+++ Extrait à lire +++

Autrement dit, en ces temps de consultation frénétique de nos « téléphones intelligents » et de casques obstructeurs des bruits du monde, j’essaie de garder la tête droite, les sens ouverts, et je continue de considérer, à chacun de mes trajets, ce qui se passe autour de moi, dans le métro. Et toujours, j’en retire la satisfaction trouble, sans doute un peu voyeuriste, de voir défiler d’inépuisables échantillons d’humanité dans lesquels laideur et beauté, inextricablement entremêlées ou se côtoyant involontairement, finissent par former un spectacle hybride, peut-être légèrement « douteux » quant à certains de ses acteurs, mais toujours intéressant… Probablement aussi le décor un peu étroit et anxiogène dans lequel ces échantillons sont insérés contribue-t-il à la réussite de ces générations spontanées de tableaux humains…

 

Ce jour-là, ce n’était pas à Paris, mais dans le métro de New York, il y a quelques années. Ce qui m’avait d’abord frappé, de l’endroit où j’étais assis, c’était la domination, dans le wagon, du métal gris, à peine adoucie par la présence d’un double rideau de fenêtres oblongues donnant elles-mêmes sur d’autres éléments gris et métalliques dans le wagon suivant. C’était aussi la géométrie formée par la rencontre anguleuse de lignes rigides et fermantes qui donnait quelque chose d’un peu carcéral à cette vision. Enfin, c’était la surface tendrement rosée d’un visage barré par trois fois, à l’avant-plan, de sévères biffures tubulaires, cette présence humaine d’un ton presque pastellisé ne parvenant toutefois pas vraiment à démentir l’impression de dureté et de confinement donnée par le décor. De surcroît, la main de l’homme fermement agrippée à l’une des barres, comme s’il devait se retenir à elle (et ce, alors que tranquillement assis, il ne semble pas risquer de tomber dans l’abîme), semble poser une dernière touche de « sauve-qui-peut » à cette vision d’un naufrage statique et silencieux, un naufrage civilisé que le principal intéressé considèrerait stoïquement derrière ses lunettes fumées, la tête droite et tenue, à moins que, les yeux cachés par ses deux petits écrans noirs, il ne somnole tranquillement jusqu’à sa destination finale.

+++

**Liste des tâches**
(a) Indiquez si chacune des affirmations suivantes concorde avec l'extrait sur le métro, en répondant par oui ou par non et en citant les mots de l'extrait qui tranchent : (i) la scène du wagon se déroule dans le métro de Paris ; (ii) le métal gris domine dans le wagon ; (iii) l'homme assis porte des lunettes fumées.
(b) Dans l'extrait sur le métro, combien de fois le visage au premier plan est-il barré de biffures tubulaires ?
(c) Poursuivez l'extrait sur le métro en reprenant juste après sa dernière phrase.
Les lignes de données n'ont aucun lien avec l'extrait sur le métro.

+++ Données +++

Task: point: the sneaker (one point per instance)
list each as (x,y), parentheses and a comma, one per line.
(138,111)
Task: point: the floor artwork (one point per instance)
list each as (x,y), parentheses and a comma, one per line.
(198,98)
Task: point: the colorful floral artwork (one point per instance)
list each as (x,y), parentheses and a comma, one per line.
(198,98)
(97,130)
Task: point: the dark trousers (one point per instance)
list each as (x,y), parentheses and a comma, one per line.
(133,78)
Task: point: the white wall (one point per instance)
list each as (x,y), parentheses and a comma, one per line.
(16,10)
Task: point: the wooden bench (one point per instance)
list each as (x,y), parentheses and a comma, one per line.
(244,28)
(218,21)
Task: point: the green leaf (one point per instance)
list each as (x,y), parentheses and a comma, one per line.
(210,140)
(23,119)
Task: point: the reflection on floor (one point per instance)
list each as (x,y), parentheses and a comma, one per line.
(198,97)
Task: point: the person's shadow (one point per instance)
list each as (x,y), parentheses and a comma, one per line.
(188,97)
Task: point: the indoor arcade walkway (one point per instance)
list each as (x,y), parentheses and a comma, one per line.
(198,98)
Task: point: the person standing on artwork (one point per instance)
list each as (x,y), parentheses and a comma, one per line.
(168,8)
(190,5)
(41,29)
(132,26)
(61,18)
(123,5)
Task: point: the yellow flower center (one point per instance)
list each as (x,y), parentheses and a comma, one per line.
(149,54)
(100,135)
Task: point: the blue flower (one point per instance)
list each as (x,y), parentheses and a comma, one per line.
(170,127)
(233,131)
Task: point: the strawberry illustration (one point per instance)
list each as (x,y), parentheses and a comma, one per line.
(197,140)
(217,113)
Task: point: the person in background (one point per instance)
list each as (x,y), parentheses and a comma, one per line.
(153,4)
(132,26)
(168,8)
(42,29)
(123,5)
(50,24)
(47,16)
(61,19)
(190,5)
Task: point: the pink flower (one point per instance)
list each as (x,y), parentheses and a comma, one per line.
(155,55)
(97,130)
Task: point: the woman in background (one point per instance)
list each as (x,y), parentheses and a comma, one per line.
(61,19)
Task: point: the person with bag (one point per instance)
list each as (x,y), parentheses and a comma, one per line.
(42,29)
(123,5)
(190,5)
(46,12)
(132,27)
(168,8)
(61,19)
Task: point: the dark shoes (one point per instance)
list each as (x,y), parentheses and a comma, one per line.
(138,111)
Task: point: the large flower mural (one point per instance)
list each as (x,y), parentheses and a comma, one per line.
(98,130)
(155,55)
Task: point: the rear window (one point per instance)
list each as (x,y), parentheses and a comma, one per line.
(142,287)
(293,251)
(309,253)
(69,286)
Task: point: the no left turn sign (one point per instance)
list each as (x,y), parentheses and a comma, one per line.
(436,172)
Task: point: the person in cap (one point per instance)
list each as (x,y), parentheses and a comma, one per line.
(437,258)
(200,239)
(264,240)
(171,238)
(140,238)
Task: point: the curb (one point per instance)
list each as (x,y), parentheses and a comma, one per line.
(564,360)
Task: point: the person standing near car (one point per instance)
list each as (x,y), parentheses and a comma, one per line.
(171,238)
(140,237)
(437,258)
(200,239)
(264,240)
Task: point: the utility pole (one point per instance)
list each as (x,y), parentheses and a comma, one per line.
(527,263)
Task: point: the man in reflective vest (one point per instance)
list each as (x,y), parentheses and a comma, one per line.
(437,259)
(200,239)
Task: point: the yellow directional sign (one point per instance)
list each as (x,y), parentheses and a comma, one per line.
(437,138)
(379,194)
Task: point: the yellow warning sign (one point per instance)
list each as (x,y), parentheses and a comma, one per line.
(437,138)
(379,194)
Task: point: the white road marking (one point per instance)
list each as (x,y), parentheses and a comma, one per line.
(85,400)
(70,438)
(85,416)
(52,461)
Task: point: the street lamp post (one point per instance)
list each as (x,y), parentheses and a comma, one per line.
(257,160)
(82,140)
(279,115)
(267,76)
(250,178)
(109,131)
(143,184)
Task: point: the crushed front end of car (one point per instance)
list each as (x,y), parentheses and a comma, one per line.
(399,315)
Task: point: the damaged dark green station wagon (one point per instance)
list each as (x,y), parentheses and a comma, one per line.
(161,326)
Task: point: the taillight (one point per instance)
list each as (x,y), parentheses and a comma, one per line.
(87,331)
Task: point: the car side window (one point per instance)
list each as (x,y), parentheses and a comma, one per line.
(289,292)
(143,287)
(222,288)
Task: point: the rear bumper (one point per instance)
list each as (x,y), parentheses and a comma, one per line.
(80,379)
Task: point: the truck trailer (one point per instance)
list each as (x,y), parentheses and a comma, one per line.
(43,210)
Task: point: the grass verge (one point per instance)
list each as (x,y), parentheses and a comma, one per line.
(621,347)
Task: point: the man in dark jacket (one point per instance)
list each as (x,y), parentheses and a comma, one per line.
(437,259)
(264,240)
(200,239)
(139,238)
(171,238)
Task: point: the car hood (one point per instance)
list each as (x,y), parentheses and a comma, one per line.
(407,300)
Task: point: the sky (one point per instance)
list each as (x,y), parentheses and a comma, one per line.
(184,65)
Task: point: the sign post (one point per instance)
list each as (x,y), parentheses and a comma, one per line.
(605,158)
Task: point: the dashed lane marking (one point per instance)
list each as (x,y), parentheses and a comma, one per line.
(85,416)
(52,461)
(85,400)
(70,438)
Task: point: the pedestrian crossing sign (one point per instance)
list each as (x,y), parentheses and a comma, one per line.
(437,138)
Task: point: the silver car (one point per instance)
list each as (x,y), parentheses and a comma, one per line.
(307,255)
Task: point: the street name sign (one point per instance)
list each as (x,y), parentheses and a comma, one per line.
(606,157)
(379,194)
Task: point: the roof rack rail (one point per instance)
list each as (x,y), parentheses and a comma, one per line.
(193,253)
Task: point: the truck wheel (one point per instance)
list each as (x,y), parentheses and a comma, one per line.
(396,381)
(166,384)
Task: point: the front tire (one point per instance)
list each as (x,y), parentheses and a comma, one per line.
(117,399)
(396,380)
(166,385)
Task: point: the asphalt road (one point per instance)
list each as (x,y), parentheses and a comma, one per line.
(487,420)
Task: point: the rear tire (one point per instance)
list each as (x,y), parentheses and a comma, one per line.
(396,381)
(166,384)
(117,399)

+++
+++ Données +++

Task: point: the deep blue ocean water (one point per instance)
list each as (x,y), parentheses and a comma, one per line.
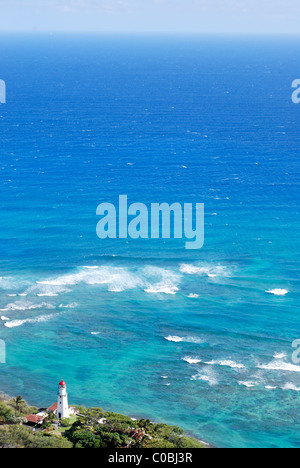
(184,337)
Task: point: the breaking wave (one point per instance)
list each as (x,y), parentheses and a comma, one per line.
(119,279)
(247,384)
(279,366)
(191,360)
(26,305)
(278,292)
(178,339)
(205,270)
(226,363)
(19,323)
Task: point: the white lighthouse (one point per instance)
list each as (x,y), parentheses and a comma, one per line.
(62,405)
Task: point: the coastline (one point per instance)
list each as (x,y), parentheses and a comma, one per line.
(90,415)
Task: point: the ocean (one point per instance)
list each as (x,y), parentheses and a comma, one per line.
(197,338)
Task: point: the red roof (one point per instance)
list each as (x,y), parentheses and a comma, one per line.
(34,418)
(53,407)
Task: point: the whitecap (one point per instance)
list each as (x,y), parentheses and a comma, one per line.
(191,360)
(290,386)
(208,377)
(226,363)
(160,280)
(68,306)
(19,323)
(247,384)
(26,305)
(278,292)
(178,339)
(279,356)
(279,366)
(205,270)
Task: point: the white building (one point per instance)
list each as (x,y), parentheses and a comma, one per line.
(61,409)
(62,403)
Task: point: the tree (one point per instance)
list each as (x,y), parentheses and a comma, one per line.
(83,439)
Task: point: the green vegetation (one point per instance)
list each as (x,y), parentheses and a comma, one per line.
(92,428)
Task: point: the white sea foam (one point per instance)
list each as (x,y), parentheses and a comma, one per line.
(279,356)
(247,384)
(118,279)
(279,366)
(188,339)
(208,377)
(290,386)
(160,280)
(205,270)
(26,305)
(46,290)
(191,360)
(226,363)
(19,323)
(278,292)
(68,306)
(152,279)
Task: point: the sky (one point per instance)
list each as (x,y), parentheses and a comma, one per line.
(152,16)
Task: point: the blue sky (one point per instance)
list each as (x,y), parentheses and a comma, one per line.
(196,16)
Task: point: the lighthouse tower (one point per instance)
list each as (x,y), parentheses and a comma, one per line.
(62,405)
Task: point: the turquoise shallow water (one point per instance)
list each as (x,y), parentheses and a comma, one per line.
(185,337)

+++

**Résultats attendus**
(a)
(i) Non : « ce n’était pas à Paris, mais dans le métro de New York ».
(ii) Oui : « la domination, dans le wagon, du métal gris ».
(iii) Oui : « derrière ses lunettes fumées ».

(b) Il est barré trois fois.

(c)
 

Il est vrai, me semble-t-il, que cette image, comme je le suggérais plus haut, donne globalement l’impression d’une structure carcérale ou tout au moins de confinement, impression un peu artificielle à vrai dire, car c’est avant tout le point de vue de la photo qui insiste « à loisir » sur l’accumulation de lignes dures, qui caricature un décor certes dominé par la dureté du métal gris mais qui, si ce décor était appréhendé d’un autre point de vue, pourrait apparaître en une physionomie plus souple et plus « humaine ». Mais tout de même, vus d’ici, et les barres de séparation aidant, les deux types ont l’air d’être cantonnés dans des petites guitounes de tôle, un peu comme des canassons dans les stalles d’un hippodrome. Ne tirons pas trop toutefois sur la corde de la symbolique : le métro newyorkais est conçu dans des matériaux durs et chromés, avec des barres de soutien peut-être un peu trop présentes, mais ce n’est qu’une réalité matérielle incidente. Vraiment pas de quoi y voir une prison souterraine sur roues… sauf à vouloir (assez vainement) surinterpréter.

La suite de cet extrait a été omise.